##### Records supplied #####
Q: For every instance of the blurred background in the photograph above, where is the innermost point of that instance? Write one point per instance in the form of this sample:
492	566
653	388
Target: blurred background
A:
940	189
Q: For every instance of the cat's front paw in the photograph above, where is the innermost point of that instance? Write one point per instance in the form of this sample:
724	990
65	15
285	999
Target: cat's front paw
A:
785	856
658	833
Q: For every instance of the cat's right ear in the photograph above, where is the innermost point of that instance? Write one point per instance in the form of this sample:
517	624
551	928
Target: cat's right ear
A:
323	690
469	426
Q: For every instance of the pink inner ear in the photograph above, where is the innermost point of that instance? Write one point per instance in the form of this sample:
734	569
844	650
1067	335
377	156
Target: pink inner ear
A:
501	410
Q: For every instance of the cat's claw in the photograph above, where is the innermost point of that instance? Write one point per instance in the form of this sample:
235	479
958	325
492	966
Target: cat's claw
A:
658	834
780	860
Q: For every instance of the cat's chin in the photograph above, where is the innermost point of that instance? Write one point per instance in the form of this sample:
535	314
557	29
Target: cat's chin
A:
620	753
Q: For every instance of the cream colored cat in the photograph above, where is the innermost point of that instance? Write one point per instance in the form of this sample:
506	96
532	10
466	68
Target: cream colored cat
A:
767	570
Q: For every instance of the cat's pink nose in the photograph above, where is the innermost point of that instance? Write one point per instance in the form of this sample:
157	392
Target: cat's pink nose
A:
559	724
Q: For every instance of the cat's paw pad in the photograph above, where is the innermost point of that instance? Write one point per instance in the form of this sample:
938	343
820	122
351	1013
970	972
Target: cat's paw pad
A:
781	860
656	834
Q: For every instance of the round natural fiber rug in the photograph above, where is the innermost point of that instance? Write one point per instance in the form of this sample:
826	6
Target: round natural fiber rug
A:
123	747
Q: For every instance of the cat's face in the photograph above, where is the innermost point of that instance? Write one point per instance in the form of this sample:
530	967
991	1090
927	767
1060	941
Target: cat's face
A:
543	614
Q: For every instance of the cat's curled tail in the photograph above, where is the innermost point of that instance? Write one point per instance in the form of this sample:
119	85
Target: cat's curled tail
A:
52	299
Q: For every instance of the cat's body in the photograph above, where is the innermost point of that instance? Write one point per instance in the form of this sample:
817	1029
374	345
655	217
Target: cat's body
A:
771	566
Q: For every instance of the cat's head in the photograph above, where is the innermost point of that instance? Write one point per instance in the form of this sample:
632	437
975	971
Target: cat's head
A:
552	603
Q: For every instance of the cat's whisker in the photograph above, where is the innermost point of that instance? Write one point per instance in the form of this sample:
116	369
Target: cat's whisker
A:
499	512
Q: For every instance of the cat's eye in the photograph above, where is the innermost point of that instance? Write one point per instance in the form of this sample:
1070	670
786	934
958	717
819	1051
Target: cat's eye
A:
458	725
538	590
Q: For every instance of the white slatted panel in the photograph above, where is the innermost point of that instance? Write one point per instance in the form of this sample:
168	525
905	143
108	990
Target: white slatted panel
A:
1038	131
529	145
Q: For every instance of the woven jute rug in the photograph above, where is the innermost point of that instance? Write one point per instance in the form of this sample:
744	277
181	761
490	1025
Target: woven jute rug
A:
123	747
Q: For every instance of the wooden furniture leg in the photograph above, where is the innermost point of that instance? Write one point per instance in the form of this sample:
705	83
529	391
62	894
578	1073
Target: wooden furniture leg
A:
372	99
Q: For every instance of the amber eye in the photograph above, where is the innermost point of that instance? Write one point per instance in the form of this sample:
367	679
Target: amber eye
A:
#####
→ Brief: Copy out all of the material above line for line, with no changes.

→ In response:
Q: For every instance of the blurred background in the photograph above, where is the innermost point of that instance? Write one point per instance in the form of this sample:
492	566
653	388
Target: blurred background
A:
940	189
Q: For every instance of the cat's front paw in the photograph above, where is the innermost point of that instance? Write one point per instance in the form of this sample:
724	990
65	15
285	999
Target: cat's front paw
A:
785	856
658	833
Q: For every instance of the cat's right ear in the photograph above, where is the innermost point of that instance? Write one point per instance in the form of this sample:
517	624
551	928
Target: cat's right ear
A:
323	690
469	426
Q: For every instance of the pink inner ear in the photograph above, where is the innermost point of that instance? Write one point per instance in the form of this sample:
734	569
844	650
1067	335
377	156
Target: pink inner ear
A:
501	410
Q: For every instance of the cat's claw in the photograph above, where is the innermost point of that instance? Write one point per instance in the form of this sample:
235	479
958	325
492	966
Target: cat's claw
A:
658	834
780	860
Q: For every instance of the cat's chin in the photograph above, where is the innermost point of that instance? Write one point per instance in the form of this sample:
535	314
557	29
Target: cat's chin
A:
620	753
Q: For every instance of the cream colored cat in the photograph above, where is the innermost point of that instance? Write one point per instance in the form of this sample:
506	96
532	10
466	68
Target: cream colored cat
A:
767	570
Q: For every instance of the cat's pink nose in the photograph above, where is the innermost point of that instance? Write one point per instance in the form of this sample:
157	392
Target: cat's pink nose
A:
559	724
Q: For every instance of the cat's paw pad in the photograph above, where is the innermost point of that instance? Write one point per instance in the form of this sample:
938	343
820	122
351	1013
970	972
Target: cat's paw pad
A:
781	860
656	834
Q: For every instance of the round natural fiber rug in the photograph above, where is the innermost point of that instance? Write one point per instance in the form of this sample:
826	6
Target: round natural fiber rug
A:
123	747
Q: For every instance of the cat's face in the photograph above, where is the innermost point of that instance? Write one point per instance in the form of this sample:
530	967
991	1090
927	767
1060	941
Target: cat's face
A:
543	614
Q: For every instance of the cat's curled tail in the photograph above, where is the innermost point of that instance? Write one point per instance in the form of this sample:
119	85
Target: cat's curled tail
A:
52	299
Q: For every instance of the cat's body in the photograph above, where is the innermost point of that instance? Write one point per instance in the form of this sample:
817	1029
374	345
655	217
Target: cat's body
A:
771	566
Q: For every instance of the cat's head in the photograph above, where is the innermost point of that instance? Write one point per instance in the form of this sample:
632	437
975	971
Target: cat's head
A:
552	603
Q: For every instance of the cat's whisker in the photograph above, where is the innermost point of that instance? Write one point per instance in the form of this sample:
116	369
Target: cat's whisker
A:
499	512
Q: For every instance of the cat's eye in the photograph above, where is the innermost point of that instance? Write one point per instance in the form of this sample:
1070	670
786	934
958	717
819	1051
Target: cat's eye
A:
458	725
538	590
Q: For every instance of the white slatted panel in the photograph above, where is the innermost point of that instance? Write one point per instance in the form of this sample:
168	525
905	143
108	990
Target: white slatted panel
A:
1038	131
529	145
Q: For every instance of the woven jute rug in the photograph above, where is the innermost point of that instance? Write one point per instance in the form of this sample:
744	277
181	761
490	1025
Target: woven jute rug
A:
123	747
Q: For every instance of the wooden furniture leg in the photograph above, where is the innermost point of that instance? Write one point per instance in the form of this sample:
705	83
529	391
62	894
578	1073
Target: wooden furniture leg
A:
372	99
Q: For every instance of the amber eye in the photograph above, where is the innermost point of that instance? Write one point per instance in the form of this sample:
367	679
Target: amber eye
A:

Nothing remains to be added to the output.